Text segment —
From 1919 to 1925 he stopped working as a professor. Instead, he was a freelancer and painted portraits for Ukrainian cultural figures because he could not find a job in the city except clerical work, which he did not like. During this time he produced the portraits of Tychyna and Les Kurbas, which incorporated cubo-futurist faceting of surfaces. Desperate for actual work, in 1923 he wrote to Vlas Chubar, the Chairman of the Council of People's Commissars of the Ukrainian SSR, saying he needed the opportunity to work and stated otherwise he would emigrate for his family, at first to the United States to an area with other Ukrainian Americans.

After not finding any work, he moved to Odesa in 1925 to work at the Grekov Odesa Art School. He worked there until 1955 without break as the teacher of drawing, graphics, and ceramics at the school.

Exercise set —
• a. Using the passage on the painter's career, answer the following:
(i) Which two figures did he portray in works incorporating cubo-futurist faceting of surfaces?
(ii) To whom did he write in 1923, and what office did that person hold?
(iii) Which subjects did he teach at the Grekov Odesa Art School?
• b. Extend the passage on the painter's career, beginning after its final sentence.
The rows that come next are separate material, unrelated to the passage on the painter's career.

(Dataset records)

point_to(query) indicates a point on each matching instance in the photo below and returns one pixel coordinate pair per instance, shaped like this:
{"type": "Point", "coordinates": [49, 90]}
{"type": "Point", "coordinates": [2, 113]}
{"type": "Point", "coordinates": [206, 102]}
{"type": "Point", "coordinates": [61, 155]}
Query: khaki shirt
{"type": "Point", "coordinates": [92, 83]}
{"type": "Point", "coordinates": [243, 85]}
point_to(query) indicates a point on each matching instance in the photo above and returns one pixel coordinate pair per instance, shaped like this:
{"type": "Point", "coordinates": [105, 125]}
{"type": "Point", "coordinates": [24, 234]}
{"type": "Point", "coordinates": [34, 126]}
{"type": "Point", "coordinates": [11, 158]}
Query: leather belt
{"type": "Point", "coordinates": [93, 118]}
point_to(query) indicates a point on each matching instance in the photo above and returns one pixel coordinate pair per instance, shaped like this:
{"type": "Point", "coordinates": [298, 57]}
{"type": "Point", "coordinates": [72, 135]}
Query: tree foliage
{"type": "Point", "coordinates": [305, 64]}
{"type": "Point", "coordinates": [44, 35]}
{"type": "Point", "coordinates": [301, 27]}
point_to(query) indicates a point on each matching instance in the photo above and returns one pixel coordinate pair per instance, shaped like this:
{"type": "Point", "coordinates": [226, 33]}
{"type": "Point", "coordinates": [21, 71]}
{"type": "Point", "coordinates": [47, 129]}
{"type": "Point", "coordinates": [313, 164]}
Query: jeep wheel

Task-by-task outputs —
• a.
(i) Tychyna and Les Kurbas.
(ii) Vlas Chubar, the Chairman of the Council of People's Commissars of the Ukrainian SSR.
(iii) Drawing, graphics, and ceramics.

• b.
== Works ==
He commonly reinterpreted folk art and combined with the characteristics of Art Deco and Art Nouveau in his art. For the majority of his life his work included graphic panels, painting dishes, portraits, and the design of books. In the 1930s, when socialist realism was the dominant style in the Soviet Union, he actively disagreed with the art style and instead changed his specialization to decorative and applied arts. He commonly painted flowers in watercolor at that point, but after becoming bedridden near the end of his life he started writing memoirs and poems about Odesa and the sea.

== Death ==
At the age of 80, he died on 7 June 1964 in Odesa after a serious illness.

== Honours and awards ==
In 2016 the former Sverdlov Street in Kakhovka, where he was born, was renamed to Mykhailo Zhuk Street in his honour. In September 2018 in Kakhovka a memorial plaque was unveiled at the house where he was born. Later on, in June 2021, the Kakhovka City Council launched the Mykhailo Zhuk Prize for literature, local history, and art.